### Task goal
The lines to be copied run from the one containing "Where can you see the palm" to the end of the material below; reproduce them exactly, including both ends, and nothing more.
# # # # # # #
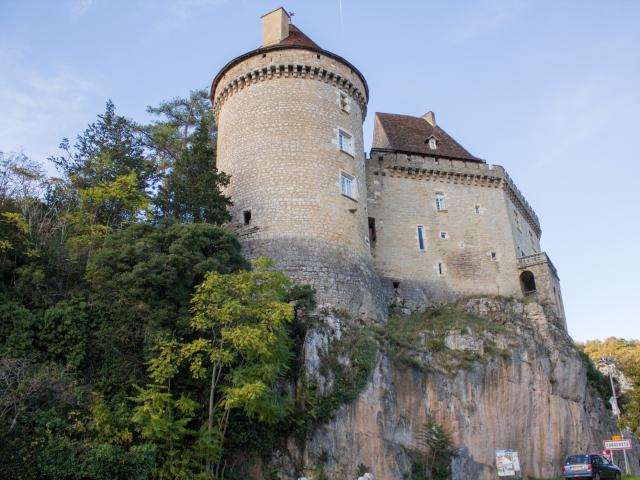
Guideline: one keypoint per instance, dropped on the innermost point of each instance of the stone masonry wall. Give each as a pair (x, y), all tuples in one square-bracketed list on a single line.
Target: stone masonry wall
[(479, 254), (278, 139)]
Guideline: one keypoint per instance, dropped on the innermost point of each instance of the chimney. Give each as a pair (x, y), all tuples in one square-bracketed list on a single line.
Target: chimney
[(430, 117), (275, 27)]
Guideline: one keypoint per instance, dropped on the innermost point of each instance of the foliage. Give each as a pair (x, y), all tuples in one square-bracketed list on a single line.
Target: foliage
[(100, 293), (114, 140), (598, 382), (418, 339), (240, 349), (349, 362), (175, 121), (191, 189), (626, 355), (436, 450)]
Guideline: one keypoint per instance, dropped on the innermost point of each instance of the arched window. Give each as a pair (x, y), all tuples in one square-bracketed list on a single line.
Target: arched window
[(527, 282)]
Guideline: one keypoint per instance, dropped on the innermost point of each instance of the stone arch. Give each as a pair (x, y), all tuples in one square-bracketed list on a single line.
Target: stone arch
[(528, 282)]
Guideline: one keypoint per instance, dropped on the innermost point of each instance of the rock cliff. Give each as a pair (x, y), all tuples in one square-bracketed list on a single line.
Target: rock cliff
[(495, 373)]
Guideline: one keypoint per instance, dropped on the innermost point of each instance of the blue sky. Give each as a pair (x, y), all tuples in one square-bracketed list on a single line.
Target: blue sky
[(548, 89)]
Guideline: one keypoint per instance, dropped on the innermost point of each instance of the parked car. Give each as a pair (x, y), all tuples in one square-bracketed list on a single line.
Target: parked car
[(590, 465)]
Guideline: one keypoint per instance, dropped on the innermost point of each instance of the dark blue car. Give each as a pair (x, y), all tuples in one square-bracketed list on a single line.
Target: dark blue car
[(590, 466)]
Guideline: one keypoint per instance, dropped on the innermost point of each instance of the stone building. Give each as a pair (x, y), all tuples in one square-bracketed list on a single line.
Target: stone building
[(420, 221)]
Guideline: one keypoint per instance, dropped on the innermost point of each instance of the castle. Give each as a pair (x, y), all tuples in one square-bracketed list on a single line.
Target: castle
[(420, 220)]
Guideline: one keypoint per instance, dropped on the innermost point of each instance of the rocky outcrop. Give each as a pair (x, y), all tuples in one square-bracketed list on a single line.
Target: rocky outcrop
[(512, 382)]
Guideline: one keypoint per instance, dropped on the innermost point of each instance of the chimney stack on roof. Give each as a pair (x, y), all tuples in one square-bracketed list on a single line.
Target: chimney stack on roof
[(275, 27), (430, 117)]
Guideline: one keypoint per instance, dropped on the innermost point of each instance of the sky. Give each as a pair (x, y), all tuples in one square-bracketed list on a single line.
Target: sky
[(548, 89)]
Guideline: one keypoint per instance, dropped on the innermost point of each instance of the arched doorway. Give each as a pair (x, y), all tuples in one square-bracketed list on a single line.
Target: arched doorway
[(527, 282)]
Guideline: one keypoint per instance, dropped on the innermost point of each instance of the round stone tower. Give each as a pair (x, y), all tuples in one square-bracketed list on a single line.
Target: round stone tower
[(289, 118)]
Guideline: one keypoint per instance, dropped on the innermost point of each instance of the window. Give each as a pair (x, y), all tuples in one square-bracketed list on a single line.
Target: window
[(517, 220), (343, 101), (372, 229), (347, 185), (533, 242), (421, 243), (345, 142), (528, 282)]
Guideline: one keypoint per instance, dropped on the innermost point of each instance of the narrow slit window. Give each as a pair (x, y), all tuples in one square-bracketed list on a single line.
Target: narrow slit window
[(516, 216), (347, 185), (422, 246), (344, 141), (372, 229), (343, 99)]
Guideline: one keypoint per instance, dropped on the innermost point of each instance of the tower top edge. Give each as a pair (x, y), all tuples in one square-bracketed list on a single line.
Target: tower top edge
[(241, 58)]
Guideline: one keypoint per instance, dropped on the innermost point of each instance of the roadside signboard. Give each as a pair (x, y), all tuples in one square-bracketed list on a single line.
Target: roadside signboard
[(507, 463), (617, 444)]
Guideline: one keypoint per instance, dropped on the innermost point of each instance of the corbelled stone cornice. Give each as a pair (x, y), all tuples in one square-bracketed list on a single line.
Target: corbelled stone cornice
[(288, 71)]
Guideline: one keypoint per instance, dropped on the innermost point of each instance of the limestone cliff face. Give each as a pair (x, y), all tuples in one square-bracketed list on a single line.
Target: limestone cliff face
[(522, 387)]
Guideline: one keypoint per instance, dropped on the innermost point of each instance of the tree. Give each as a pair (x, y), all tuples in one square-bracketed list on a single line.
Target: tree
[(191, 190), (435, 454), (241, 348), (109, 148), (140, 284), (176, 121)]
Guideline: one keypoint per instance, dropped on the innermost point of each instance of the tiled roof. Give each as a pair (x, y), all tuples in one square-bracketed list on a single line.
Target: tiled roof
[(411, 134), (297, 38)]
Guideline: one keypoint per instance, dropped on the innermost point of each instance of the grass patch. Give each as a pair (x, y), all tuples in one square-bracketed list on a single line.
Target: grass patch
[(347, 365), (418, 339)]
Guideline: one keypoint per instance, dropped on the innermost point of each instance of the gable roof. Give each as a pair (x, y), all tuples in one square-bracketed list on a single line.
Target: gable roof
[(409, 134)]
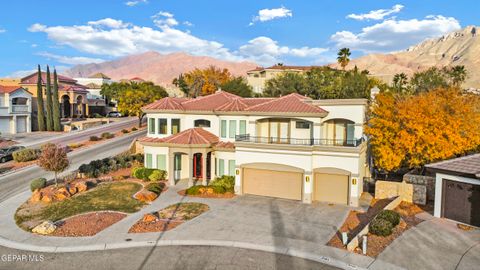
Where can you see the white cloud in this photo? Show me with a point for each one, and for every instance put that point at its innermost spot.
(271, 14)
(136, 2)
(376, 14)
(109, 22)
(393, 35)
(75, 60)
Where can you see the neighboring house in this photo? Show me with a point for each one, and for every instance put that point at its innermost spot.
(257, 77)
(72, 96)
(457, 189)
(15, 110)
(289, 147)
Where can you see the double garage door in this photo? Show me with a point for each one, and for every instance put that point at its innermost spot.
(461, 202)
(288, 185)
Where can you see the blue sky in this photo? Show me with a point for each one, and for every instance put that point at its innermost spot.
(65, 33)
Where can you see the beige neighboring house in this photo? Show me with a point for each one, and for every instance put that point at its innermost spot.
(257, 77)
(15, 110)
(290, 147)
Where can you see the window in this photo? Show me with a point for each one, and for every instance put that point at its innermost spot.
(232, 128)
(221, 167)
(201, 123)
(302, 124)
(151, 125)
(162, 126)
(231, 167)
(161, 162)
(243, 127)
(175, 126)
(148, 161)
(223, 128)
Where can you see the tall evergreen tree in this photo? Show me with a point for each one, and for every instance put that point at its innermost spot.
(56, 104)
(48, 93)
(40, 108)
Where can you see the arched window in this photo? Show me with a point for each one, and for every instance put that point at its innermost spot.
(201, 123)
(340, 132)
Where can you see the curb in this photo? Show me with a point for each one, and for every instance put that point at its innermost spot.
(162, 243)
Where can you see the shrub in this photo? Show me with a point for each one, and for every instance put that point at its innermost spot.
(107, 135)
(94, 138)
(38, 183)
(226, 182)
(391, 216)
(155, 187)
(25, 155)
(380, 227)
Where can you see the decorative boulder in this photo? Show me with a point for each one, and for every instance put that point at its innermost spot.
(46, 227)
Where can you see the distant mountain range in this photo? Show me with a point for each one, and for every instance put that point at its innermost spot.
(457, 48)
(156, 67)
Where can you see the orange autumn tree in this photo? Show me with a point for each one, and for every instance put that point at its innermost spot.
(411, 131)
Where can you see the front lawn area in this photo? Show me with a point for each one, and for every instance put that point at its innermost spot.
(115, 196)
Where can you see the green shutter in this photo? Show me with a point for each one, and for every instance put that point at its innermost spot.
(223, 128)
(221, 167)
(243, 127)
(231, 167)
(161, 162)
(148, 161)
(232, 128)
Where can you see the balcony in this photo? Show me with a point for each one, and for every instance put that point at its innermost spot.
(246, 138)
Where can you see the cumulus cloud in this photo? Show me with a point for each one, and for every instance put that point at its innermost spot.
(271, 14)
(393, 35)
(74, 60)
(376, 14)
(136, 2)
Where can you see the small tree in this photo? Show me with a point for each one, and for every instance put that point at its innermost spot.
(53, 159)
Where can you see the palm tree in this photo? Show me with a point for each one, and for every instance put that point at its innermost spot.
(343, 57)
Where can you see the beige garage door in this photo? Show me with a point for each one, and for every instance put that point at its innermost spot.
(287, 185)
(331, 188)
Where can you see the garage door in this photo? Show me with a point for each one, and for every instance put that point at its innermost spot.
(461, 202)
(331, 188)
(279, 184)
(21, 124)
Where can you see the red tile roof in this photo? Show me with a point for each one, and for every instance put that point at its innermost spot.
(189, 136)
(226, 102)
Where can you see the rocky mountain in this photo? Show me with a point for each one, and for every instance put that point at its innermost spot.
(457, 48)
(156, 67)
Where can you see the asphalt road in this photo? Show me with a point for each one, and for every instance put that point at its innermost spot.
(16, 182)
(171, 257)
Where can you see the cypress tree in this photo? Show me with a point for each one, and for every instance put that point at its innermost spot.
(56, 104)
(40, 108)
(48, 93)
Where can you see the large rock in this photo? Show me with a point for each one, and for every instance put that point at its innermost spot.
(46, 227)
(146, 196)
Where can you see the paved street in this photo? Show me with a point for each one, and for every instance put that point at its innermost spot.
# # # # # # #
### Reply to the task
Where can you see the palm tree in this photo? Show me with a point for each one, and for every instance put that point at its innermost spot.
(343, 57)
Where can you see the beige garage door in this photo? Show me with a point for each one, and for every instance put that point at its innermost spot.
(287, 185)
(331, 188)
Where can you see the garage door in this photo? Show me with a point for each one, and for every instance put that point at its innermost spot.
(461, 202)
(331, 188)
(279, 184)
(21, 124)
Where can you see the red tile roof in this photo? Show me with a point for each one, and for every instance put that point at its innermost spot.
(189, 136)
(226, 102)
Where can you see the rocky mountain in this photo? Show me with a point for each one, and for every instance put that point at its innermost spot.
(457, 48)
(156, 67)
Where can you see the asphalt road in this photo? Show me with a point for each one, and for every instance put that point at its innermost spot.
(16, 182)
(171, 257)
Where can you see the cypress tree in this photo? Show me with a point for each one, and for every instance put that point at its innermost spot.
(56, 104)
(40, 108)
(48, 93)
Where can you see the large rock in this photo? Show me with a point for each one, and for every instance put that point at its innermost spot.
(46, 227)
(146, 196)
Where can you see the paved street in this photo? Show me with a point for each one, and for every instance put that point at its innermost spot.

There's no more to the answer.